### PROBLEM
Take the entries below and print all of them exactly, please.

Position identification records
---

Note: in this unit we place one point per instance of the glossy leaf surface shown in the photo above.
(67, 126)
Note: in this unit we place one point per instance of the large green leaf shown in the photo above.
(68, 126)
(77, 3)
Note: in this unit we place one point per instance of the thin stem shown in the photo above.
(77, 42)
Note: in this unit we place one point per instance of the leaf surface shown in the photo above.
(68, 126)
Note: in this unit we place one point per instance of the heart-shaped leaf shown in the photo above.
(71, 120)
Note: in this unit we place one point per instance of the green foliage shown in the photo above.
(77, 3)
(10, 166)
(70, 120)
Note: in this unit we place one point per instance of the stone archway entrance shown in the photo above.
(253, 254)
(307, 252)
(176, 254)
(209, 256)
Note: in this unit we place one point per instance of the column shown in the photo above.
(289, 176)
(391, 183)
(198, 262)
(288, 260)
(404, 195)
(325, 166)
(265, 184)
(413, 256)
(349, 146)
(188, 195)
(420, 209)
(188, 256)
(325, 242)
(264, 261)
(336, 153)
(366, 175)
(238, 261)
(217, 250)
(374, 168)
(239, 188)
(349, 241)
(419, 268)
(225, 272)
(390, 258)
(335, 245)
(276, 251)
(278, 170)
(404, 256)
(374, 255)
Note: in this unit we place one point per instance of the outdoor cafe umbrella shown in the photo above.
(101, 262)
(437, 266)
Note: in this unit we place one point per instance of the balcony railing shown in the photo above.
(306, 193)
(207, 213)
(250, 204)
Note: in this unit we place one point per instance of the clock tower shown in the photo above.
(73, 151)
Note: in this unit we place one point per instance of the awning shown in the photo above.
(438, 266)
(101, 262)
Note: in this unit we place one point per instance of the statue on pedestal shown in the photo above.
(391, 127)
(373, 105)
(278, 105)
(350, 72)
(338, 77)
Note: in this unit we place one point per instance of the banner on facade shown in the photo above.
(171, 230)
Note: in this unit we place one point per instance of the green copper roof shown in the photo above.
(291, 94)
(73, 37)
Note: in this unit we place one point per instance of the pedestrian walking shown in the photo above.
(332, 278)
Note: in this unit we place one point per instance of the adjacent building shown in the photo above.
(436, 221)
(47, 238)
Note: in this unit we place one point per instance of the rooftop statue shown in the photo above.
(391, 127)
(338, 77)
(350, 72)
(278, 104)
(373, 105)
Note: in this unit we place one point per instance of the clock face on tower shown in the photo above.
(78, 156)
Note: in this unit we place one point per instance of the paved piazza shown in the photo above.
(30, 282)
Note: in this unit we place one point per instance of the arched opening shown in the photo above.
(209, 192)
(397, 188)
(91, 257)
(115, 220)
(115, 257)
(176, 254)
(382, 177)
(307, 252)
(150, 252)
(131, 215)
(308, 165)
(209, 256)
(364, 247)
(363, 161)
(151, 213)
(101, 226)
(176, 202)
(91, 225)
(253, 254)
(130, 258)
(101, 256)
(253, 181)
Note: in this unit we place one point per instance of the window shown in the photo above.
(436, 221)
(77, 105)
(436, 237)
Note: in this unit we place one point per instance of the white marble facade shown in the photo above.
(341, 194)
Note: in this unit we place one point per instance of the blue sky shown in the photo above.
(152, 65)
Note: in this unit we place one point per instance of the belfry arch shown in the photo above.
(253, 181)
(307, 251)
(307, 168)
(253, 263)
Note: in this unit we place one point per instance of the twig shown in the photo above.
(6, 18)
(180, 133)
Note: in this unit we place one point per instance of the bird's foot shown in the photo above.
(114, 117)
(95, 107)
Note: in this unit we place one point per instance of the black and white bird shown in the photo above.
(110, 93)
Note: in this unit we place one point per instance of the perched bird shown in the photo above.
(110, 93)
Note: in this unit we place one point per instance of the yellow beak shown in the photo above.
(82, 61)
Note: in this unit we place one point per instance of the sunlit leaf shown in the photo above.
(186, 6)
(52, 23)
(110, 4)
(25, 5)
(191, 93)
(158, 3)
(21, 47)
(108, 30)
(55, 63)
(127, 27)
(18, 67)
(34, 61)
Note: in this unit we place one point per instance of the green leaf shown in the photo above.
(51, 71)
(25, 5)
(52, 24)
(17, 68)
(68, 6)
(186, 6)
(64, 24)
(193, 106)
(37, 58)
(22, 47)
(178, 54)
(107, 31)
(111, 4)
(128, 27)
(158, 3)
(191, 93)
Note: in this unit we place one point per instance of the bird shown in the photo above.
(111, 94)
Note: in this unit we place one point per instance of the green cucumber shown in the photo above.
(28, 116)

---

### WRITTEN SOLUTION
Note: in this unit we place one point per instance of the glossy leaf surface shown in the photo above.
(67, 126)
Note: in this unit we place one point per instance of the large green leaf shown in the photo above.
(68, 126)
(77, 3)
Note: in this unit we place one point per instance of the thin stem shown in the photo above.
(77, 42)
Note: in this unit we place one point per instance of the leaf surface shown in the photo above.
(68, 126)
Note: in this unit we place one point per instance of the heart-shaped leaf shown in the photo above.
(71, 120)
Note: in this unit we place one point per instance of the green foliage shown in the photo above.
(77, 3)
(10, 166)
(70, 120)
Note: in this unit we place one point per instance of the stone archway entrance shown in the photo above.
(253, 254)
(307, 252)
(176, 254)
(209, 256)
Note: in this unit we place one point per instance of the column shown in the photo above.
(289, 176)
(391, 183)
(198, 262)
(288, 260)
(404, 195)
(325, 166)
(265, 184)
(413, 256)
(349, 146)
(188, 195)
(420, 209)
(188, 256)
(325, 242)
(264, 261)
(336, 153)
(366, 175)
(238, 261)
(217, 250)
(374, 168)
(239, 188)
(349, 241)
(419, 268)
(225, 272)
(390, 258)
(335, 245)
(276, 251)
(278, 170)
(404, 256)
(374, 255)
Note: in this unit we place one point per instance of the outdoor cafe umbrella shown in the photo above.
(101, 262)
(437, 266)
Note: in this unit we place one point per instance of the balcony railing shown in the photo above.
(306, 193)
(207, 213)
(250, 204)
Note: in this unit we place one point per instance of the clock tower shown in the photo above.
(73, 151)
Note: in this unit we place one point per instance of the awning shown in the photo above.
(438, 266)
(101, 262)
Note: in this unit we place one point per instance of the statue on pedestal shown in the photo above.
(391, 127)
(373, 105)
(278, 105)
(350, 72)
(338, 77)
Note: in this unit we place one point per instance of the banner on facade shown in the photo above.
(171, 230)
Note: in this unit we place one point per instance of the green copper roof shown in the photo above.
(291, 94)
(73, 37)
Note: in this unit we place one point per instance of the pedestrian walking shown in the photo above.
(332, 278)
Note: in this unit we place one point per instance of the adjacent building shown in the photo above.
(436, 221)
(47, 238)
Note: in this unit we place one point per instance of the rooftop statue shown in the photo above.
(391, 127)
(338, 77)
(350, 72)
(278, 104)
(373, 105)
Note: in this unit we place one point per instance of the clock face on tower shown in the photo above.
(78, 156)
Note: in this unit we place one point per instance of the paved piazza shown in the photo above.
(30, 282)
Note: in this unit we place one point per instance of the arched opening shown in the photo above.
(209, 192)
(397, 188)
(91, 257)
(115, 220)
(115, 257)
(176, 254)
(382, 177)
(307, 252)
(150, 252)
(131, 215)
(308, 165)
(209, 256)
(364, 247)
(363, 161)
(151, 213)
(101, 226)
(176, 202)
(91, 225)
(253, 254)
(130, 258)
(101, 256)
(253, 181)
Note: in this unit we place one point per instance of the window shown in the photo above.
(436, 221)
(77, 105)
(436, 237)
Note: in this unit we place one point per instance of the white marble facade shown in the photo above.
(341, 194)
Note: in this unit we place one point per instance of the blue sky shown in the photo above.
(152, 65)
Note: in this unit we place one point per instance of the belfry arch shown in the photo above.
(253, 181)
(307, 251)
(307, 168)
(253, 263)
Note: in this unit we place one point per instance of the twig shown in the photo above.
(6, 18)
(180, 133)
Note: in this unit we place one point per instance of the bird's foot shown in the photo above.
(114, 117)
(95, 107)
Note: in this unit we place one point per instance of the black and white bird shown in the photo above.
(110, 93)
Note: in this unit we place one point per instance of the perched bird shown in the photo above.
(110, 93)
Note: in this unit we place one point per instance of the yellow beak shown in the photo above.
(82, 61)
Note: in this unit we place one point per instance of the sunlit leaf shown in the photo above.
(186, 6)
(52, 23)
(110, 4)
(25, 5)
(191, 93)
(158, 3)
(21, 47)
(108, 30)
(55, 63)
(127, 27)
(18, 67)
(34, 61)
Note: in this unit we place one point per instance of the green leaf shown in the photo above.
(51, 71)
(25, 5)
(52, 24)
(17, 68)
(68, 6)
(186, 6)
(64, 24)
(193, 106)
(37, 58)
(22, 47)
(178, 54)
(107, 31)
(111, 4)
(128, 27)
(158, 3)
(191, 93)
Note: in this unit we place one point per instance of the bird shown in the photo above.
(111, 94)
Note: in this unit we place one point per instance of the green cucumber shown in the photo above.
(28, 116)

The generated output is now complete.